### PROBLEM
Reproduce the records below with "row-crop scouting" swapped for "field survey" wherever it occurs, changing nothing else.

— Begin PROVIDED DATA —

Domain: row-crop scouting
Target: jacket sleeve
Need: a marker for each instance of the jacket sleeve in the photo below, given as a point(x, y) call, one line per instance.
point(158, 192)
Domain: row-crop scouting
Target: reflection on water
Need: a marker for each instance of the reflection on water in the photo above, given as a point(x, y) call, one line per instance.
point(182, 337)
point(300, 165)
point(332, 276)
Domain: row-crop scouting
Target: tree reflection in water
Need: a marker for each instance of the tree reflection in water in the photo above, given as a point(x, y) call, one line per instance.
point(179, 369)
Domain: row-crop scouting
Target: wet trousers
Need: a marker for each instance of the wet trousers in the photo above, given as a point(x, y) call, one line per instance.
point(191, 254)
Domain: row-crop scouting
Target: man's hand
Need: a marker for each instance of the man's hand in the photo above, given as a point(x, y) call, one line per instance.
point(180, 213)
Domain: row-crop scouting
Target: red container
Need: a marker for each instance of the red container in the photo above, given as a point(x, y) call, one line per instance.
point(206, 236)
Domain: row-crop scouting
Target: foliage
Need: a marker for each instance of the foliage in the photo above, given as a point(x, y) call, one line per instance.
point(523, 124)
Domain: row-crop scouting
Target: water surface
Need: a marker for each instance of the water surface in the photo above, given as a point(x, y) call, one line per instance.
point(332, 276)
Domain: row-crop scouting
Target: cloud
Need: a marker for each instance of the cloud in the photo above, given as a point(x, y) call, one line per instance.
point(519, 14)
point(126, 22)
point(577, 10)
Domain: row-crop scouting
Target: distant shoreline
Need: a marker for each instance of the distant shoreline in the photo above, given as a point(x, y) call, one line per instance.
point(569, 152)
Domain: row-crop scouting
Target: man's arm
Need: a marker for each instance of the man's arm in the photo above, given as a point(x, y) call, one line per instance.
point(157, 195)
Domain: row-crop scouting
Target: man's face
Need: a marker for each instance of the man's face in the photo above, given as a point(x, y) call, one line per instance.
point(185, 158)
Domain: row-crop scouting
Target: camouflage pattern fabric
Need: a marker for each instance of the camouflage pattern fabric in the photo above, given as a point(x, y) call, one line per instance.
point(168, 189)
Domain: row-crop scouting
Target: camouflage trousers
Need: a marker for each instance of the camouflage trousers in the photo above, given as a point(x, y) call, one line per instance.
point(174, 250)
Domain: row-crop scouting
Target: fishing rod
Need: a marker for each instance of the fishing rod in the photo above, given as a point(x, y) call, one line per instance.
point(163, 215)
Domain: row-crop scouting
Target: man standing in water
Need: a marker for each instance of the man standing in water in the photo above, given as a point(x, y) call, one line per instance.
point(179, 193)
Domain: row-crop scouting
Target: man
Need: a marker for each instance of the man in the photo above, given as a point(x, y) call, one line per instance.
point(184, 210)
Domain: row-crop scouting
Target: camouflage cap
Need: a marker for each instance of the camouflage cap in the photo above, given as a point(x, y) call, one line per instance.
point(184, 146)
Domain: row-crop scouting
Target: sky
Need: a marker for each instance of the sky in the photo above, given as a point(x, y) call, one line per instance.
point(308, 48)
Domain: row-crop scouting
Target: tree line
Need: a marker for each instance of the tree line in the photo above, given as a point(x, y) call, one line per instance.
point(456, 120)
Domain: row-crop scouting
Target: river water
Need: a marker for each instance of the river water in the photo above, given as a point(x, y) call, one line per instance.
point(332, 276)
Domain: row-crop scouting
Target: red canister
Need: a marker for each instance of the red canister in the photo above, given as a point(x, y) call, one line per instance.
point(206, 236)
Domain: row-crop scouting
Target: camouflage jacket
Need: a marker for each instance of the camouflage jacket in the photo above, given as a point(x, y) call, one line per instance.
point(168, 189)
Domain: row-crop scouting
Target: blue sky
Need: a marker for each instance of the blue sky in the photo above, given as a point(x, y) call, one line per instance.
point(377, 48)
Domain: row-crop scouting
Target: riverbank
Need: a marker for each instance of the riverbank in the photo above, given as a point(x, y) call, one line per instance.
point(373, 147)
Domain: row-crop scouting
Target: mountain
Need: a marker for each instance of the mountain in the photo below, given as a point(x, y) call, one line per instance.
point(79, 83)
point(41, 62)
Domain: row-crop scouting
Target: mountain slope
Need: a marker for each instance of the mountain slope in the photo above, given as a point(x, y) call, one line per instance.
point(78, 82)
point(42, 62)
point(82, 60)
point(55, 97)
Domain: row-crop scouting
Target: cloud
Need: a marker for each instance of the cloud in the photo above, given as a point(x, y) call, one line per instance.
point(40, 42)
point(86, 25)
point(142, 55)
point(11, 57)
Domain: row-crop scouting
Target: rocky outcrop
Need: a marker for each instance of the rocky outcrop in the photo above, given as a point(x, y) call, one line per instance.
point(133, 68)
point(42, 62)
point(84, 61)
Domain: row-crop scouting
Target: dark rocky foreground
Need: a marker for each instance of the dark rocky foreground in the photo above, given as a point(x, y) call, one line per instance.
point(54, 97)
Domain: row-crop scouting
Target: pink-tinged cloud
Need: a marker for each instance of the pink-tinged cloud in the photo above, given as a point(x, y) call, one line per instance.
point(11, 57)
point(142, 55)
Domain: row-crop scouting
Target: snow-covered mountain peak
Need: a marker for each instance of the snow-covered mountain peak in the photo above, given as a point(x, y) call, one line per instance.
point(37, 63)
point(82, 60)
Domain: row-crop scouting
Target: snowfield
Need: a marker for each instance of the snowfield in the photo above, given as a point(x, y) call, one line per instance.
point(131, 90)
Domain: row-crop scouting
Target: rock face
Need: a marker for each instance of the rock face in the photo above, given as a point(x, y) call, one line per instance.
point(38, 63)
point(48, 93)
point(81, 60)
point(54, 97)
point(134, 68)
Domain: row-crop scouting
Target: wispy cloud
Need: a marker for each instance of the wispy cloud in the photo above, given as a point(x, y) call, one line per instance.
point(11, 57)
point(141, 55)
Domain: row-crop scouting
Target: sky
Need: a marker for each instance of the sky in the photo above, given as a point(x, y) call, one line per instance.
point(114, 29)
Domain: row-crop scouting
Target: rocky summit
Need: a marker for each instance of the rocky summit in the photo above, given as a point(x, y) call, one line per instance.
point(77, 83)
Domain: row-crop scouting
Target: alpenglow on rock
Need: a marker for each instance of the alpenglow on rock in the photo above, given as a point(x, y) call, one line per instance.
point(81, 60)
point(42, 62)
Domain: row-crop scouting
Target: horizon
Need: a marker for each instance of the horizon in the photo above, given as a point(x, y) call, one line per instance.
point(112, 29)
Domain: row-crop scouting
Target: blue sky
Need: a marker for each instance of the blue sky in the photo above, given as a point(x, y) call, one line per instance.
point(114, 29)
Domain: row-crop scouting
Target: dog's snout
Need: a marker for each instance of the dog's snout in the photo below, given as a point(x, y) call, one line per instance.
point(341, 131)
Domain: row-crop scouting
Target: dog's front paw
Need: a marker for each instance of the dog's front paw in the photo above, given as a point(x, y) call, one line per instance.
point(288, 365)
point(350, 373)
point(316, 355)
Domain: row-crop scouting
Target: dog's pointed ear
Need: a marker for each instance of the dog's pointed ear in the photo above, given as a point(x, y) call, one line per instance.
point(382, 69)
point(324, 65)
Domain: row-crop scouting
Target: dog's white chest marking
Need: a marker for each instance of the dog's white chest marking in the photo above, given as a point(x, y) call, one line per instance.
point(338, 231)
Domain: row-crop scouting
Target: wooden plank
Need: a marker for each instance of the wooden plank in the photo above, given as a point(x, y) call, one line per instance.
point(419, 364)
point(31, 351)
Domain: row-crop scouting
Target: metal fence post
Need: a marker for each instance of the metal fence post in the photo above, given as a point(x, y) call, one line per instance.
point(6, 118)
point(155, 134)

— End PROVIDED DATA —

### SOLUTION
Domain: field survey
Target: jacket sleeve
Need: a marker for each instance of the jacket sleeve in the photo below, given as a point(x, y) call, one line per instance.
point(158, 192)
Domain: field survey
Target: reflection on water
Need: a marker for each instance of the reflection on water in the photo above, given as a point(x, y) call, one line per instance.
point(182, 337)
point(300, 165)
point(332, 276)
Domain: field survey
Target: tree reflection in water
Need: a marker for each instance of the tree reflection in water in the photo above, given as a point(x, y) call, one line per instance.
point(179, 369)
Domain: field survey
Target: wet trousers
Need: a marker for each instance of the wet trousers in the photo above, given as a point(x, y) call, one line per instance.
point(191, 254)
Domain: field survey
Target: man's hand
Need: a marker for each instance of the man's hand in the photo above, given as a point(x, y) call, one line per instance.
point(180, 213)
Domain: field survey
Target: red container
Need: a marker for each instance of the red container in the photo above, given as a point(x, y) call, one line per instance.
point(206, 236)
Domain: field survey
Target: foliage
Need: a marker for each instance of the foliage in the photo above, given as a point(x, y) call, one line per instance.
point(523, 124)
Domain: field survey
Target: water surface
Need: a marker for each instance of the water surface in the photo above, given as a point(x, y) call, one line per instance.
point(332, 276)
Domain: field survey
Target: cloud
Need: a marker for each instance of the cloud in the photo above, given as a point(x, y) call, one line per instance.
point(519, 14)
point(126, 22)
point(577, 10)
Domain: field survey
Target: distant shoreline
Need: a marker for each instance of the distant shoreline in the photo above, given as a point(x, y) call, one line per instance.
point(569, 152)
Domain: field survey
Target: man's arm
Need: a marker for each instance of the man's arm in the photo above, given as a point(x, y) call, one line per instance.
point(157, 195)
Domain: field survey
Target: man's face
Need: a marker for each instance of the man's face in the photo above, given as a point(x, y) call, one line per instance.
point(185, 158)
Domain: field survey
Target: camouflage pattern fabric
Need: a marker for each instance of the camouflage pattern fabric in the photo above, given as a point(x, y) call, one line per instance.
point(168, 189)
Domain: field survey
Target: camouflage trousers
Need: a marker for each instance of the camouflage trousers in the photo above, given as a point(x, y) call, one line per instance.
point(174, 250)
Domain: field survey
Target: fishing rod
Need: a marker for each instance of the fishing rod in the photo above, given as a point(x, y) call, one line per instance.
point(163, 215)
Domain: field survey
Target: man standing in water
Need: a marker for each instance of the man standing in water in the photo above, given as a point(x, y) call, one line per instance.
point(179, 193)
Domain: field survey
Target: man
Need: a marker for each instance of the man in the photo above, given as a point(x, y) call, one line per instance.
point(184, 210)
Domain: field survey
Target: camouflage cap
Need: a marker for each instance of the camouflage cap in the photo above, given as a point(x, y) call, one line per instance.
point(184, 146)
Domain: field survey
Target: sky
Need: a marker for each instance of the sky in the photo above, given as a point(x, y) call, one line per instance.
point(308, 48)
Domain: field survey
Target: tree line
Need: a marker for each instance of the tree line in the photo above, given as a point(x, y) call, one line per instance.
point(456, 120)
Domain: field survey
Target: river water
Need: a marker for each instance of the river water in the photo above, given as a point(x, y) call, one line per instance.
point(332, 276)
Domain: field survey
Target: red canister
Need: a marker for each instance of the red canister in the photo above, given as a point(x, y) call, one line per instance.
point(206, 236)
Domain: field survey
Target: camouflage jacket
Need: a marker for each instance of the camouflage jacket in the photo above, given as a point(x, y) call, one line per instance.
point(168, 189)
Domain: field survey
Target: blue sky
Need: a marker for each instance of the blue sky in the photo above, given as a point(x, y) call, one line per instance.
point(377, 48)
Domain: field survey
Target: riverbank
Need: a marker for each instance of the riverbank in the photo above, given as a point(x, y) call, one line per instance.
point(373, 147)
Domain: field survey
Target: mountain
Need: a marker for each instance of the mountain in the photo below, given as a point(x, y) call, one line per instance.
point(79, 83)
point(41, 62)
Domain: field survey
Target: mountain slope
Need: a marker for each instance of the mountain slope in the photo above, given as a point(x, y) call, one line per instance.
point(78, 82)
point(42, 62)
point(82, 60)
point(55, 97)
Domain: field survey
Target: cloud
Need: a marker for each instance of the cloud in the photo above, given as a point(x, y) call, one line per instance.
point(40, 42)
point(86, 25)
point(142, 55)
point(11, 57)
Domain: field survey
Target: rocky outcrop
Need: a marker for each instance of the rocky outcrop in the photo above, given as a point(x, y) call, one line per instance.
point(133, 68)
point(42, 62)
point(84, 61)
Domain: field survey
Target: dark rocky foreground
Need: a marker for each instance of the dark rocky foreground in the photo above, given as a point(x, y) call, one line per instance.
point(54, 97)
Domain: field survey
Target: pink-tinged cloud
Need: a marker for each instance of the pink-tinged cloud in the photo above, given as a point(x, y) call, one line per instance.
point(11, 57)
point(142, 55)
Domain: field survey
Target: snow-covered mountain peak
Need: a marker for each instance of the snow-covered mountain peak in the photo above, given as a point(x, y) call, one line per instance.
point(37, 63)
point(82, 60)
Domain: field survey
Target: snowfield
Need: a marker for each instance of the snowfield in the photo above, given as a point(x, y) call, one line per instance.
point(131, 90)
Domain: field survey
Target: rock face
Need: a marker for each instance of the rock face in the photo above, given as a point(x, y) call, one line per instance.
point(38, 63)
point(48, 93)
point(81, 60)
point(54, 97)
point(134, 68)
Domain: field survey
Target: wispy cloud
Need: a marker for each instance of the wispy cloud in the photo above, given as a point(x, y) call, one line per instance.
point(11, 57)
point(141, 55)
Domain: field survey
Target: sky
Need: a marker for each instance of the sky in the photo above, given as a point(x, y) call, one line per instance.
point(114, 29)
Domain: field survey
Target: rocky summit
Need: a marker for each instance of the rocky summit in the photo above, given as a point(x, y) call, one line per instance.
point(77, 83)
Domain: field survey
Target: alpenglow on rock
Need: a marker for each instance of the alpenglow on rock in the photo above, given as a point(x, y) call, one line per instance.
point(81, 60)
point(42, 62)
Domain: field survey
Target: horizon
Need: a marker for each instance of the horizon in the photo above, given as a point(x, y) call, one line per instance.
point(112, 29)
Domain: field survey
Target: blue sky
Need: a marker for each instance of the blue sky in the photo above, given as a point(x, y) call, one line per instance.
point(114, 29)
Domain: field survey
Target: dog's snout
Need: a marker for each instance of the dog's snout in the photo below, given as a point(x, y) call, one line per instance.
point(341, 131)
Domain: field survey
Target: dog's front paw
Need: a marker for each instance of the dog's front paw in the photo above, given as a point(x, y) call, one line per instance.
point(288, 365)
point(350, 373)
point(316, 355)
Domain: field survey
Target: dog's pointed ear
Need: a marker for each instance of the dog's pointed ear in the photo above, given as a point(x, y) call, one line per instance.
point(382, 69)
point(324, 65)
Domain: field survey
Target: dog's white chest marking
Need: a marker for each instance of the dog's white chest marking in the photo above, given as a point(x, y) call, one line per instance.
point(338, 231)
Domain: field survey
Target: wooden plank
Need: a marker for each instance of the wooden plank in the photo above, given as a point(x, y) call, one line per instance.
point(419, 364)
point(31, 351)
Domain: field survey
Target: metal fence post
Need: a marker for each instance of the metal fence post in the photo above, given as a point(x, y) call, one line per instance.
point(6, 118)
point(155, 134)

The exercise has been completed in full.